## CONSIGNE DONNÉE 1
Traduisez en anglais la phrase « Laisse-moi reposer mon chemin contre une pierre. », tirée du texte extrait.
## CONSIGNE DONNÉE 2
Extrayez, s'il vous plaît, chaque ligne des entrées contenant le mot « hand ».

## TEXTE EXTRAIT
Nous voyageons comme tout le monde
Nous voyageons comme tout autre, mais nous ne rentrons vers rien. Comme si le voyage eût été une allée de nuages…
Nous mesurons l’espace avec le bec d’une huppe, et nous chantons pour que la distance nous oublie…
Laisse-moi reposer mon chemin contre une pierre.
… Laisse-moi voir une fin à ce voyage.[1]
Marcher sous l’occupation c’est le parcours de Rehab Nazzal—le parcours d’une vie. À la fois artistique, personnel et politique, son voyage lui a fait traverser divers lieux de son pays occupé—la Palestine. Tulkarem, Bethléem, Ni’llin, Beit Sahour, Hebron ont marqué sa trajectoire et son objectif primordial : de revivre, de retracer et de porter témoignage de l’expérience de ceux qui vivent sous le régime colonial israélien. Ses photographies chassent toute amnésie qui pourrait effacer le sort tragique de son peuple; elles nous empêchent d’oublier que les tours de guet, le barbelé à fil de rasoir entortillé et les murs imposants de ciment constituent le paysage de l’occupation. Les images de Nazzal imposent à nos yeux cette réalité cruelle, dévoilant les maintes façons qu’a l’occupation de mutiler et de diviser l’humanité.

(Enregistrements d'annotation par points)

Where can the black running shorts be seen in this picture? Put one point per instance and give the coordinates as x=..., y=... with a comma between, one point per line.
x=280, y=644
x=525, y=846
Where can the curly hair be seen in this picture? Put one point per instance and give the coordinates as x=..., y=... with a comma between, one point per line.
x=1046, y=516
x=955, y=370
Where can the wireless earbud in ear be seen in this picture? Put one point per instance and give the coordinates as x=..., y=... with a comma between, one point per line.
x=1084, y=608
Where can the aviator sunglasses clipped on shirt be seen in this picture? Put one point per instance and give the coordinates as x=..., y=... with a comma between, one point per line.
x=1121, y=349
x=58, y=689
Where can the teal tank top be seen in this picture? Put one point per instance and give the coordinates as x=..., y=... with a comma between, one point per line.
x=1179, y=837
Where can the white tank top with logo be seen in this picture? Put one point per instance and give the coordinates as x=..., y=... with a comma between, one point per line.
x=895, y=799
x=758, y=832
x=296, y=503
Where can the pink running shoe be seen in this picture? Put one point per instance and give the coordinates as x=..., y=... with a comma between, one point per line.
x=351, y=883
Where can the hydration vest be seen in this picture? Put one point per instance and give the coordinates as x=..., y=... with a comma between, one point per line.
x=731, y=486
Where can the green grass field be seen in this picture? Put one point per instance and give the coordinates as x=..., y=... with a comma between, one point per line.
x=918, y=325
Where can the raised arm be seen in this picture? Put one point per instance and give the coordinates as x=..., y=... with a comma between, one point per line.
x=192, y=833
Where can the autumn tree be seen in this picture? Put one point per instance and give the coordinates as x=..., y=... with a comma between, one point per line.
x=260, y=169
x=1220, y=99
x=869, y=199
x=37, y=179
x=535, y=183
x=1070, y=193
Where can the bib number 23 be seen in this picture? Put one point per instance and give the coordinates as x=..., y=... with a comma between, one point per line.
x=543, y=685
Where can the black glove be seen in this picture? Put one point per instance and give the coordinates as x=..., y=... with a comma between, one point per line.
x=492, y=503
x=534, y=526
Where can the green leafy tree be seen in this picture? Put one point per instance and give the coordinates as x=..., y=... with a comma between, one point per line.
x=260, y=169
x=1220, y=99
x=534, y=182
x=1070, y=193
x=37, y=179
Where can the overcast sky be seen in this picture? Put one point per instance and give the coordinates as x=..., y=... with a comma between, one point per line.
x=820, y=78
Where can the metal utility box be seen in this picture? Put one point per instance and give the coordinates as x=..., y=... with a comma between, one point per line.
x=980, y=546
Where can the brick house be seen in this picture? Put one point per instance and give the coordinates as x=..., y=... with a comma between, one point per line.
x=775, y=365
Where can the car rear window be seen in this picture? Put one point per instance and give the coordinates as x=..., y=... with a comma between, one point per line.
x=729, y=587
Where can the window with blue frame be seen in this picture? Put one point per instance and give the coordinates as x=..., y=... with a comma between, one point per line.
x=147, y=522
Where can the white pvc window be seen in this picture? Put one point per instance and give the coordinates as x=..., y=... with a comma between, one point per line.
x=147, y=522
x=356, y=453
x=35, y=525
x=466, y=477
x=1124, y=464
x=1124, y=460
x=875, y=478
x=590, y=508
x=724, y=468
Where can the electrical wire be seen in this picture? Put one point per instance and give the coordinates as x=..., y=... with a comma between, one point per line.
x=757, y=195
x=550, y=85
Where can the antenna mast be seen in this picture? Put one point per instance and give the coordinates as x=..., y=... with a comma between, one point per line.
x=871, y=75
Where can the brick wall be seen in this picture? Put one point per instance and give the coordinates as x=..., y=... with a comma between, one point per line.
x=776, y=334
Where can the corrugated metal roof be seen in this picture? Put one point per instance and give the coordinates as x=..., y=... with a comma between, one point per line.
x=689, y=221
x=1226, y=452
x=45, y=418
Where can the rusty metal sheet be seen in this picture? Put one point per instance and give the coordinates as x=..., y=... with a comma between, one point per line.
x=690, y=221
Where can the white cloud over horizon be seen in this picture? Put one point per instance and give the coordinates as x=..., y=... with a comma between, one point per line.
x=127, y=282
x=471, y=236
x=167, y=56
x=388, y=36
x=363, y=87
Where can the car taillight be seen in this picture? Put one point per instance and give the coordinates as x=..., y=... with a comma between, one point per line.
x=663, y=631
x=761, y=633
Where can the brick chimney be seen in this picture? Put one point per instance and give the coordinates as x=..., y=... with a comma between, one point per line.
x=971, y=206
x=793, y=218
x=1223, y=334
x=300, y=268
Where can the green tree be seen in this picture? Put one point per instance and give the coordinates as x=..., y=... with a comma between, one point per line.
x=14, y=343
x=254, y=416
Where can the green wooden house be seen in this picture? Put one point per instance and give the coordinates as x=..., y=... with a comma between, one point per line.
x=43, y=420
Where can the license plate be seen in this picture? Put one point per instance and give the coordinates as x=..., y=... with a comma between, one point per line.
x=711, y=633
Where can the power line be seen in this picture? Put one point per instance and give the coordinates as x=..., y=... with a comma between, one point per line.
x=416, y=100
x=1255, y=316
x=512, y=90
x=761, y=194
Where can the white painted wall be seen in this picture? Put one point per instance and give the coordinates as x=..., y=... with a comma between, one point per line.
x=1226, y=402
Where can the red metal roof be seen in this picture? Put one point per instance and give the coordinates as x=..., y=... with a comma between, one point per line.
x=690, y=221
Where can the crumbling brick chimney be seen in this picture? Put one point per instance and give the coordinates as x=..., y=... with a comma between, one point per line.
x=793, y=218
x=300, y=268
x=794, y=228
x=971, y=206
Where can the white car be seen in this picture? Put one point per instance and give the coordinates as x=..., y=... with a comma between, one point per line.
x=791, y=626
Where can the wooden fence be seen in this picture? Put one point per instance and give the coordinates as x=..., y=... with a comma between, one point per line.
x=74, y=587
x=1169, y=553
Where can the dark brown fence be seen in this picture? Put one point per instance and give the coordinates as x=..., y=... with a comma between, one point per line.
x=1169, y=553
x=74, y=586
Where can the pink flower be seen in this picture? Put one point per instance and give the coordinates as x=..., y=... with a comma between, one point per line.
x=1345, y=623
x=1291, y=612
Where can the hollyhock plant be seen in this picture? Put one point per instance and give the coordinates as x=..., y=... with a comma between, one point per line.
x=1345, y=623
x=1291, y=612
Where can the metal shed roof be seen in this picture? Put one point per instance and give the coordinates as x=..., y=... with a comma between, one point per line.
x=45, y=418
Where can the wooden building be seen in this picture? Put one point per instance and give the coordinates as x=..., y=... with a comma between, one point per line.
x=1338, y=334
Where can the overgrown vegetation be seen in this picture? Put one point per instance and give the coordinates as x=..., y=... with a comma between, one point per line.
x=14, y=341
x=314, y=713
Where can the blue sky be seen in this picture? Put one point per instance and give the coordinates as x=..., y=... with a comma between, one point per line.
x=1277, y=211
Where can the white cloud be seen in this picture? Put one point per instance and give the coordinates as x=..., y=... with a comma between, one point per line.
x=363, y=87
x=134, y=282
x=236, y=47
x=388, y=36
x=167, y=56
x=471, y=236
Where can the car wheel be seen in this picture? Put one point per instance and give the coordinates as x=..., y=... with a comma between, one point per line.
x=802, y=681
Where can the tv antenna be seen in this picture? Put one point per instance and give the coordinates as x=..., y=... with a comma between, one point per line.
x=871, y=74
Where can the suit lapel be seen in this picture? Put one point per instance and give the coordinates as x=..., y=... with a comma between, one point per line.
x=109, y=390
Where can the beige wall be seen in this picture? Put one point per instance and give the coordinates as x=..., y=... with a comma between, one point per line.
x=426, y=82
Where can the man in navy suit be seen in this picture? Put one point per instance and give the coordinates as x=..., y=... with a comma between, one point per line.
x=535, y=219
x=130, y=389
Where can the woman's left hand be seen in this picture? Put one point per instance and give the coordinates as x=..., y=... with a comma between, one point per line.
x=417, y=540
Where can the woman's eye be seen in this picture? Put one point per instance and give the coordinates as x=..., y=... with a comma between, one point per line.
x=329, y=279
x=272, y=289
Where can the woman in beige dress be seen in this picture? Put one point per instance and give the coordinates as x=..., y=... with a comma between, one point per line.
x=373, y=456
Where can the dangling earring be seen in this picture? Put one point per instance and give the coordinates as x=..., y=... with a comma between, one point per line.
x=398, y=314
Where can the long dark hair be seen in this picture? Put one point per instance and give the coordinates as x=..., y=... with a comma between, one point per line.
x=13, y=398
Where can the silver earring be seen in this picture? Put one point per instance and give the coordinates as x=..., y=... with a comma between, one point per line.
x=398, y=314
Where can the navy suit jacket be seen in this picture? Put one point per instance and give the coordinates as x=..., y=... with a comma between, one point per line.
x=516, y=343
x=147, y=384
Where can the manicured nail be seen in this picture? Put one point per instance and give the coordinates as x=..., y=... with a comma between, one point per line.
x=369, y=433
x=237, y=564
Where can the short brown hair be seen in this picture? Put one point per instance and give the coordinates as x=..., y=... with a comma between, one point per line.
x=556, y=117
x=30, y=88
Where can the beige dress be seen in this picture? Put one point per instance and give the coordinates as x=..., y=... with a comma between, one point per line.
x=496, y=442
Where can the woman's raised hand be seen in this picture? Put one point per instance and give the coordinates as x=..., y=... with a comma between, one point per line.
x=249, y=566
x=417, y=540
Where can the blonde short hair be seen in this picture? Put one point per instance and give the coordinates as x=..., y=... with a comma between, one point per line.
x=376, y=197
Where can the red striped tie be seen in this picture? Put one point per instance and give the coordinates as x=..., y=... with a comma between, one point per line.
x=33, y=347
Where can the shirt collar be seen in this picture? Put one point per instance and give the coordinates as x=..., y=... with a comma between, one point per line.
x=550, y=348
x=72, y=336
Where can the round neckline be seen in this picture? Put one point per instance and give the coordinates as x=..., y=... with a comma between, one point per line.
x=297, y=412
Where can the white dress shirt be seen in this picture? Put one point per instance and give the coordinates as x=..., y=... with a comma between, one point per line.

## RÉPONSE ATTENDUE 1
Let me rest my path against a stone.

## RÉPONSE ATTENDUE 2
Where can the woman's left hand be seen in this picture? Put one point per instance and give the coordinates as x=..., y=... with a comma between, one point per line.
Where can the woman's raised hand be seen in this picture? Put one point per instance and give the coordinates as x=..., y=... with a comma between, one point per line.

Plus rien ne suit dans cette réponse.